— Passage to read —
========================================================================

By Leesa Plumblee, Shelter Counselor, Safe Harbor
“In a survey of 4,000 adults, witnessing marital violence as a child was the major risk factor predicting which adolescent girls would grow up to be domestic abuse victims.” I obtained this statistic when I attended a training this year regarding the impact of family violence on adolescent witnesses by David Pelcovitz, PhD. This statistic explains the great importance of providing therapy for children who witness domestic violence in their homes. These are the children that I have the pleasure to work with each day in our Safe Harbor shelters.
Children who have been exposed to domestic violence may exhibit signs of low self-esteem, emotional or behavioral problems, feelings of guilt or responsibility, or be at high risk for drug/alcohol abuse. These are just a few of the common characteristics of children who are exposed to family violence. Children are victims too. Many times, children who have been exposed to violence carry these characteristics with them into adulthood, because they have never been taught healthy skills for dealing with their feelings or for resolving conflicts.
One particular story stands out in my mind. Earlier this year, 14-year-old “Billy” came to one of our Safe Harbor shelters with his mother. Billy had witnessed his mother being abused all of his life. Billy had a hard time concentrating in school and had difficulty communicating with his mom from day-to-day. One day, Billy and I were talking about his favorite things to do. He said that watching TV was one of those things. He said that Phineas and Ferb was his favorite show, because they can make inventions out of anything. Billy said that he wanted to be an inventor when he grew up. I then asked him what the first thing he would invent would be and his response was a “time machine”. When asked why he would build a “time machine”, he said, “I would build a time machine so that I could go back to when I was four years old and fix everything in my life.” Billy was yearning for change; he wanted a new life and a fresh start.
This desire for change is common for all our clients and children who come to Safe Harbor. The emotional scars of witnessing DV can affect these children throughout their lives. Domestic Violence is often an intergenerational cycle of violence, and Safe Harbor can be a place where this cycle is broken. Statistically, boys who witness domestic violence are 10 times as likely to abuse their partners as adults, and girls are at greater risk for remaining in abusive relationships as adults. Sometimes, a mother might be hesitant to expose her children to life in a “shelter”. But, for children who have been living in a violent home, Safe Harbor can bring a sense of security and stability that they may have never before experienced. In the future, Safe Harbor hopes to be able to increase our direct therapy services for children into a comprehensive program, so that each child who has witnessed domestic abuse can receive the support they need to break the cycle of violence and to have a future filled with hope, with peace.

========================================================================

Referring expression grounding data

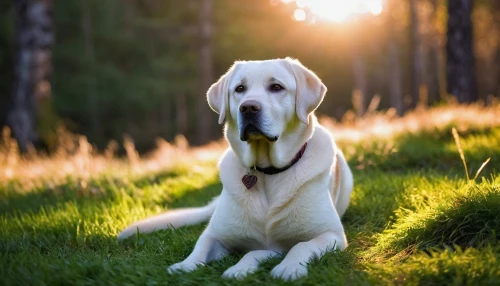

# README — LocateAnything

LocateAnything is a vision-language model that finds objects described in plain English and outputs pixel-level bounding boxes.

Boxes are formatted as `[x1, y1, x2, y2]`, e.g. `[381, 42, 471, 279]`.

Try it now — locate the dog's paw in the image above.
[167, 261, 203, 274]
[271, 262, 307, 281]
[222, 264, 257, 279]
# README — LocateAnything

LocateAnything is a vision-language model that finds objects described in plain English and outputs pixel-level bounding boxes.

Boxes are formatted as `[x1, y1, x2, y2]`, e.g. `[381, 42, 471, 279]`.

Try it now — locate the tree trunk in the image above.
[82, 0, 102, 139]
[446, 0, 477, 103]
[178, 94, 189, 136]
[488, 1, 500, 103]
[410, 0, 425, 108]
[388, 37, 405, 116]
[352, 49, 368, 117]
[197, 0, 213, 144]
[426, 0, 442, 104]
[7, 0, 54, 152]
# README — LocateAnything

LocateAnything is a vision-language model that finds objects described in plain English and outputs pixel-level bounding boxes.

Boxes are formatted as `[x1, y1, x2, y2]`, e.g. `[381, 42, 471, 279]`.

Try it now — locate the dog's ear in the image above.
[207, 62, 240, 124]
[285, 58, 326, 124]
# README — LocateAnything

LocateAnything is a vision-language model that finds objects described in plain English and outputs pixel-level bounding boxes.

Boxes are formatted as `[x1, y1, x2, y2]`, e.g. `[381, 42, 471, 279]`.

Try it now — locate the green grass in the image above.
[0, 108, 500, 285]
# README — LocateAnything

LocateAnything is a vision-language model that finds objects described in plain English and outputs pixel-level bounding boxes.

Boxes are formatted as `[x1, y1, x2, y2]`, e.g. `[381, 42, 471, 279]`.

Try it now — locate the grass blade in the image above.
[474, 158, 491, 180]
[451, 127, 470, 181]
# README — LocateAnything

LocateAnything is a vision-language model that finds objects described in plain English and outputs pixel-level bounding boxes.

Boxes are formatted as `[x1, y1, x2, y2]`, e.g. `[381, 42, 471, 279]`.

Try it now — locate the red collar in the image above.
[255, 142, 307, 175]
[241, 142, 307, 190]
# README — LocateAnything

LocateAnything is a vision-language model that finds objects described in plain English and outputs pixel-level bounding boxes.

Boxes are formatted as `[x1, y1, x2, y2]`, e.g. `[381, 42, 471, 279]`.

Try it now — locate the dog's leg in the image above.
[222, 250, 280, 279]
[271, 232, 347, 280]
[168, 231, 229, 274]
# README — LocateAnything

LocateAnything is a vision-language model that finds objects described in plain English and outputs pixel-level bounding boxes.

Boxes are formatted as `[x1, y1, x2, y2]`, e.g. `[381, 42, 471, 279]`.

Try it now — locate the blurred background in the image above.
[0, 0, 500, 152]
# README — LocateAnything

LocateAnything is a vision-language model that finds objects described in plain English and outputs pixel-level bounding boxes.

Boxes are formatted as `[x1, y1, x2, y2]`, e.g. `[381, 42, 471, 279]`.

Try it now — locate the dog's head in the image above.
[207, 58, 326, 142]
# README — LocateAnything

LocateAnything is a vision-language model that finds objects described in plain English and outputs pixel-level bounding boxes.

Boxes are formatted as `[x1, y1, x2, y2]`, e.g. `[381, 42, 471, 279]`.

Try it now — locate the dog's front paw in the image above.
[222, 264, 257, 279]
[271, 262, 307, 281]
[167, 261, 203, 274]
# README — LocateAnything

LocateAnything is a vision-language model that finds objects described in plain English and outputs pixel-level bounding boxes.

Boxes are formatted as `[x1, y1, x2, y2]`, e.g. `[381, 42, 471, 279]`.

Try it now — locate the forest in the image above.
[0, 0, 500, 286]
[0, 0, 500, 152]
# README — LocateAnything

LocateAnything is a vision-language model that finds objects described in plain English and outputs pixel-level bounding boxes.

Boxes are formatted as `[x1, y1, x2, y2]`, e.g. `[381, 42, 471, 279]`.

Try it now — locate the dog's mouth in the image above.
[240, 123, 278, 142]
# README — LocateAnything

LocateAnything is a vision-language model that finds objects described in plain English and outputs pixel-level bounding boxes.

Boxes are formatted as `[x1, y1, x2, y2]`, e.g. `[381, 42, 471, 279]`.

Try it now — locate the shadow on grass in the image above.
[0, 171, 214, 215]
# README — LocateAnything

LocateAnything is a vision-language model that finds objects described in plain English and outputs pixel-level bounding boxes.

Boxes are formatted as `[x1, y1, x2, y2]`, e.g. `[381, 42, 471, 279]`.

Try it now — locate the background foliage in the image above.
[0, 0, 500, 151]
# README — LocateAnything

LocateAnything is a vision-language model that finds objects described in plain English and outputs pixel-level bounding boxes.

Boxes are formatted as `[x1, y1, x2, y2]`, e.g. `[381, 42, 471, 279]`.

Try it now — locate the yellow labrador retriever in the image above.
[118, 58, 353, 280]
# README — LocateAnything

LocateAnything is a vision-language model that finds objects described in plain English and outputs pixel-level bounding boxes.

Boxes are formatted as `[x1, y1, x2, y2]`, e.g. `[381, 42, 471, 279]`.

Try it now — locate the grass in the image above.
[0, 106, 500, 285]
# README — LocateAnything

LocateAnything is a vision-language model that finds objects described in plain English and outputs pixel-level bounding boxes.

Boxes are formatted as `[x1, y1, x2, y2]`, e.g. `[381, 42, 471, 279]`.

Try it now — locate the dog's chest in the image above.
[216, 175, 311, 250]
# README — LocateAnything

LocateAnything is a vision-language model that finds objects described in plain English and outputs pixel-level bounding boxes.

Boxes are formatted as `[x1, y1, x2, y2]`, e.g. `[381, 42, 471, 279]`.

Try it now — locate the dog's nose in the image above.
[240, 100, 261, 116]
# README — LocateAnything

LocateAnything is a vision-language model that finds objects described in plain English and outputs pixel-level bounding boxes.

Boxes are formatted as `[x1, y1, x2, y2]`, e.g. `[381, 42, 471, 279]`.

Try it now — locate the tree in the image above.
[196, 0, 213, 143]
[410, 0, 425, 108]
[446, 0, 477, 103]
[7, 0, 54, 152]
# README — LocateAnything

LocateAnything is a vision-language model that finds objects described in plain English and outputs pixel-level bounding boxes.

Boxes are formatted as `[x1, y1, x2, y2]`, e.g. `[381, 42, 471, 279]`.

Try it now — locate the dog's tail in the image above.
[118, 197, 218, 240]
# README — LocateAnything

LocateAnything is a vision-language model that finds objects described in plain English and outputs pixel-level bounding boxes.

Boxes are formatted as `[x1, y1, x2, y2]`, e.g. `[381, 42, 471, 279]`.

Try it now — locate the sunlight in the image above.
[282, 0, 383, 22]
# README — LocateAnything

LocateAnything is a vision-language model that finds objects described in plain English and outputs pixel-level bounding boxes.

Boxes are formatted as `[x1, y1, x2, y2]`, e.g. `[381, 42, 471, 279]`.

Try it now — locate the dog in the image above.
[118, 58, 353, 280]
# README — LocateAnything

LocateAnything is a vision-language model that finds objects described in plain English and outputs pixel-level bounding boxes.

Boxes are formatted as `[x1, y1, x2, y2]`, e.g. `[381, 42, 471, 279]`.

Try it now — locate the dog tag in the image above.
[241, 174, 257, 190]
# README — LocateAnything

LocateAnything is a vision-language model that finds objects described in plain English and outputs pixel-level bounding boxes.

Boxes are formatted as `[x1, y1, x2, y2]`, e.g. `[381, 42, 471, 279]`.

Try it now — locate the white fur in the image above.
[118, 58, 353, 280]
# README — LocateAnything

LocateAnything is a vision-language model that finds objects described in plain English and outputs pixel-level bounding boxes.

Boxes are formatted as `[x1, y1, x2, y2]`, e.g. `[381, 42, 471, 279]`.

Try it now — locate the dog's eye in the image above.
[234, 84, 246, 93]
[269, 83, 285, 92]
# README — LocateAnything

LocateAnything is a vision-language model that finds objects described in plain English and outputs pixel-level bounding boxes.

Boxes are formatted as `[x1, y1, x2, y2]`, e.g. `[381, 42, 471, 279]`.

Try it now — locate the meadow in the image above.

========================================================================

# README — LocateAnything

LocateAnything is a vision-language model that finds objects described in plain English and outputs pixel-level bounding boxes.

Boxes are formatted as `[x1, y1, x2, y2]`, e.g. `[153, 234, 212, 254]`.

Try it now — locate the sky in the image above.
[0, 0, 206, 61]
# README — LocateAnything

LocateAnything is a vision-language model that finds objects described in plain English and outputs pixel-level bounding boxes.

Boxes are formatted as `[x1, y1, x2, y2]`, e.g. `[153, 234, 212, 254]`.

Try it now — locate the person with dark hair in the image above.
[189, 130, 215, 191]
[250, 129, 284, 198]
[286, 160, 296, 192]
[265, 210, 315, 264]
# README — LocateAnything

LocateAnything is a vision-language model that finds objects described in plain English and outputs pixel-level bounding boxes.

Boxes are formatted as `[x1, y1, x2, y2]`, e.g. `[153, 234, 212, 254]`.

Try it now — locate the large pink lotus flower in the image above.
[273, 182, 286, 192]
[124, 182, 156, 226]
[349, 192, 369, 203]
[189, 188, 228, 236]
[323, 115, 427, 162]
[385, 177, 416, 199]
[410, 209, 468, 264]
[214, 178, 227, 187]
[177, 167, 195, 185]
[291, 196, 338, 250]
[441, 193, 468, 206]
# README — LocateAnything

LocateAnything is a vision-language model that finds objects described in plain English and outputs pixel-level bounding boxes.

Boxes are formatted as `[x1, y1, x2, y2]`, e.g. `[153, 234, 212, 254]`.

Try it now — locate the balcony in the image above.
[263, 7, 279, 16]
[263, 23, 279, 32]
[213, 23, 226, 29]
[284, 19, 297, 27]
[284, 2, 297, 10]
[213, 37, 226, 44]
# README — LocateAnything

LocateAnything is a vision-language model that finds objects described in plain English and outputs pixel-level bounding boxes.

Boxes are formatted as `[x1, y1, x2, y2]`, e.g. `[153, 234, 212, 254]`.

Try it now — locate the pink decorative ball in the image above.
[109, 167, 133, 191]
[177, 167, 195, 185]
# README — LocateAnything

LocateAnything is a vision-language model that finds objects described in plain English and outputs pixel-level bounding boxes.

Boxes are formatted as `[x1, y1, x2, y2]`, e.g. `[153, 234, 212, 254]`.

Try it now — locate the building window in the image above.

========================================================================

— What is needed —
Please explain why, according to the article on children who witness domestic violence, such children often carry signs like low self-esteem and emotional or behavioral problems into adulthood. Answer in one to three sentences. These records come from a separate source.

— Task output —
These children have never been taught healthy skills for dealing with their feelings or for resolving conflicts. Without those skills, characteristics such as low self-esteem and emotional or behavioral problems stay with them as they grow up.